Source records:
===============
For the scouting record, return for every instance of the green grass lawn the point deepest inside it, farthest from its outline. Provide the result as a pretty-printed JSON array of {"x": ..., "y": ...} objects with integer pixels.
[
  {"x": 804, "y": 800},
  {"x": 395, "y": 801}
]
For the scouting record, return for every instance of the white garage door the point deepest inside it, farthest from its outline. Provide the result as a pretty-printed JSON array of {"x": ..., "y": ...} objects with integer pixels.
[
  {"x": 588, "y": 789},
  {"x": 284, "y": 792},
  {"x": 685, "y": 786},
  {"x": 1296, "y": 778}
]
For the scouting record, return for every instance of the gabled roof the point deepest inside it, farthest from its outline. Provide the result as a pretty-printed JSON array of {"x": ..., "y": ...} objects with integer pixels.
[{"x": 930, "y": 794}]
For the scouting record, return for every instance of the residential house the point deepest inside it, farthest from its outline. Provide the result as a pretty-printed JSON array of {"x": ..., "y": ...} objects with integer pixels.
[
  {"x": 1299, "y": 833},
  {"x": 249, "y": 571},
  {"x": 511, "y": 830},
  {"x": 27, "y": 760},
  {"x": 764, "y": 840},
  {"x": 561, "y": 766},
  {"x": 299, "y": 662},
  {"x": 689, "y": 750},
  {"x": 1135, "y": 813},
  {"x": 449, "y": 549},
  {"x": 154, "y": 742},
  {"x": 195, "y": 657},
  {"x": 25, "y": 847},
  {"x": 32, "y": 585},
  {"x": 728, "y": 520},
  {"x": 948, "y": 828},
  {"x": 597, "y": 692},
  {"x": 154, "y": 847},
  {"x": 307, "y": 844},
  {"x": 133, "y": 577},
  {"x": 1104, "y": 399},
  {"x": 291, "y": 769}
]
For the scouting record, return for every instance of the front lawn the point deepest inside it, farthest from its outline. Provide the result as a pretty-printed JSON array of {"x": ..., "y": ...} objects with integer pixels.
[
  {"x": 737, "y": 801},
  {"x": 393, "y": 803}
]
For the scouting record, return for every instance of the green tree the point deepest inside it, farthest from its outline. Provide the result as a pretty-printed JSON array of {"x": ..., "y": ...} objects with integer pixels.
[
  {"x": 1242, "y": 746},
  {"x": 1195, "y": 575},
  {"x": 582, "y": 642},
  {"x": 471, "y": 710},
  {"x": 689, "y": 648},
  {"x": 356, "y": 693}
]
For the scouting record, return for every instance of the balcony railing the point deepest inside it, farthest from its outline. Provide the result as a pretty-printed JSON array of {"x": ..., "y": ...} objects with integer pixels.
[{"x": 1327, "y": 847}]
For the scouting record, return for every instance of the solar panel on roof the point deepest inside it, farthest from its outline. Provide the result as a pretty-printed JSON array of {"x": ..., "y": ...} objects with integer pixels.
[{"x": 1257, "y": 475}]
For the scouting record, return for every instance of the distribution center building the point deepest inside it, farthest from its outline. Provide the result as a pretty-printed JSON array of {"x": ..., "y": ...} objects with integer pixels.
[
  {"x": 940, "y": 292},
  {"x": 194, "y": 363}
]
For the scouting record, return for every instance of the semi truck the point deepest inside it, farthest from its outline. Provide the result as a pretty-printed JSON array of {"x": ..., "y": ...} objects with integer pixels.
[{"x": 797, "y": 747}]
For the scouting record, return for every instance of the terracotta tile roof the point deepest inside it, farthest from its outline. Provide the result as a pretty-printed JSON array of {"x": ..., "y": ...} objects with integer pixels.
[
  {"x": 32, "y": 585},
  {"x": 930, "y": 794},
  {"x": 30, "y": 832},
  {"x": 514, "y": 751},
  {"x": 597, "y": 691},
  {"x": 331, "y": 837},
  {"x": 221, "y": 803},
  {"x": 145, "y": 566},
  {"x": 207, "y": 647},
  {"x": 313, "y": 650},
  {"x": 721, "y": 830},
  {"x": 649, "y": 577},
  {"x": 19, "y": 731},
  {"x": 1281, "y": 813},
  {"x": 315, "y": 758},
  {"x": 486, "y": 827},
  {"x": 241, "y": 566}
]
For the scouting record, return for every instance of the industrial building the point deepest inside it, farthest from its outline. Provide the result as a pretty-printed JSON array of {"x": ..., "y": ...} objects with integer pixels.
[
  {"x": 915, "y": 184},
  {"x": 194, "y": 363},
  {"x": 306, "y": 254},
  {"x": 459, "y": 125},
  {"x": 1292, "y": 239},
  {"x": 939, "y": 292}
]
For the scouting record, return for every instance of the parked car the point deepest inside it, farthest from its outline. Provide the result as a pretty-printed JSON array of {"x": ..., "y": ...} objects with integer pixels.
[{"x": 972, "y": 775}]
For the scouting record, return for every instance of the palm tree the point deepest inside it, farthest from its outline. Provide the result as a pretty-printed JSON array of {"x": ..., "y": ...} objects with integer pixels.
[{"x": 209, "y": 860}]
===============
Each line from the one containing "For the scouting record, return for every instance of the semi" to the end of the records should be echoed exactly, and no other line.

For the scouting record, return for every instance of the semi truck the point deepest inside it, farthest from its outline. Provide the result as a pretty-printed JSON array of {"x": ..., "y": ...} objects with integer pixels.
[{"x": 797, "y": 747}]
For the scouting record, return for every instance of the terracotta tile roof the point deepest inside it, farthest from its outline. Provide the result as a pretty-printed JSON array of {"x": ..., "y": ...} objects with integer pixels.
[
  {"x": 32, "y": 585},
  {"x": 930, "y": 794},
  {"x": 30, "y": 832},
  {"x": 514, "y": 751},
  {"x": 597, "y": 691},
  {"x": 331, "y": 837},
  {"x": 221, "y": 803},
  {"x": 145, "y": 566},
  {"x": 207, "y": 647},
  {"x": 313, "y": 650},
  {"x": 721, "y": 830},
  {"x": 649, "y": 577},
  {"x": 19, "y": 731},
  {"x": 1281, "y": 813},
  {"x": 315, "y": 758},
  {"x": 486, "y": 827},
  {"x": 241, "y": 566}
]
For the scouting record, return for every instance of the industrial building the point deepest inside it, farthest from its outline. Provide the result as a pretty-printed JSON array of {"x": ..., "y": ...} objects with integer pixels.
[
  {"x": 915, "y": 184},
  {"x": 194, "y": 363},
  {"x": 306, "y": 254},
  {"x": 459, "y": 125},
  {"x": 1292, "y": 239},
  {"x": 939, "y": 292}
]
For the scouting record, return for every instance of the parked car the point deepest inside it, farthest from its outline. Provide the result as a pretty-printed JSON array of {"x": ..., "y": ...} objects with integer pixels.
[{"x": 972, "y": 775}]
For the scouting record, return for every instance of the palm tree the point deepest inside it, farthest from its outline. Provide the result as a pretty-printed JSON array of {"x": ..., "y": ...} objects with integer pixels.
[{"x": 209, "y": 860}]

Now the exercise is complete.